EXERCISE SET:
**1)** From the passage on lab-made hearts, write out the stretch from "The research: Lab-made" through "normal adult heart.".
**2)** Answer these questions using the passage on lab-made hearts:
(a) What do the researchers use to remove all preexisting cells from a rat heart?
(b) About how many Americans does heart failure affect?
(c) Which animal's hearts, as big and complex as human ones, have scientists successfully decellularized?
**3)** Summarize the passage on lab-made hearts in two sentences.

EXERCISE PASSAGE:
++++
Empty heart, new heart

The research: Lab-made hearts are now a reality. Researchers at the University of Minnesota were able to create new hearts almost from scratch. First, the researchers remove all preexisting cells from a rat heart using detergents (a process called decellularization). Then, they refill the remaining gelatinous scaffold with rat neonatal cardiac cells. The new heart starts contracting four days later. After 8 days, the lab-made hearts pump up to 2% of a normal adult heart.
           
Advantages: The final step in heart failure patients is organ transplantation. However, a transplanted patient should be treated for life with immune suppressors to avoid the body’s natural rejection towards the foreign organ. Now, researchers envision a future where they could build a heart using the patients’ own cells on biological scaffold. The technique may help reduce the immune response to foreign tissue.

Why it matters: Heart failure affects about 5 million Americans and causes more than 57,000 deaths each year, according to the American Heart Association. Çardiovascular disease killed 16.7 million people (29.2% of total all deaths), according to a 2003 World Health Organization report. By 2010, cardiovascular disease will be the leading cause of death in developing countries.

Next steps: Scientists have successfully decellularized pig hearts, which are as big and complex as human ones. They are also working on other organs such as liver and kidney. Future research is focus on developing strategies for improving heart pumping efficiency. The authors believe this technique could be used in humans in less than 10 years.

“Perfusion-decellularized matrix: using nature's platform to engineer a bioartificial heart.”
++++
Saved data entries:

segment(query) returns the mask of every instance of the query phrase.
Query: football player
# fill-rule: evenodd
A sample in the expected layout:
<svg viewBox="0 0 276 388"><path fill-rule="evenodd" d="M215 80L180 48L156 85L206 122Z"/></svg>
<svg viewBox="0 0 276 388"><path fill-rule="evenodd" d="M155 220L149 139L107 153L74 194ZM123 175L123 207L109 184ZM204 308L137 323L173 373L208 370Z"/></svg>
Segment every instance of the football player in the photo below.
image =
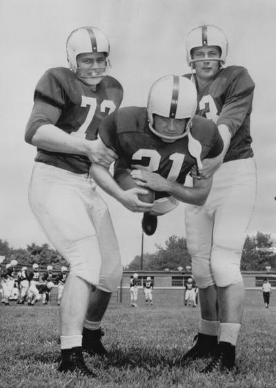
++++
EXERCISE RESPONSES:
**1)**
The research: Lab-made hearts are now a reality. Researchers at the University of Minnesota were able to create new hearts almost from scratch. First, the researchers remove all preexisting cells from a rat heart using detergents (a process called decellularization). Then, they refill the remaining gelatinous scaffold with rat neonatal cardiac cells. The new heart starts contracting four days later. After 8 days, the lab-made hearts pump up to 2% of a normal adult heart.

**2)**
(a) Detergents
(b) About 5 million
(c) Pigs

**3)** Researchers at the University of Minnesota created new hearts by removing all cells from a rat heart with detergents and refilling the remaining scaffold with rat neonatal cardiac cells, which started contracting four days later. Researchers envision building hearts from patients' own cells on biological scaffold, which may help reduce the immune response to foreign tissue, and the authors believe the technique could be used in humans in less than 10 years.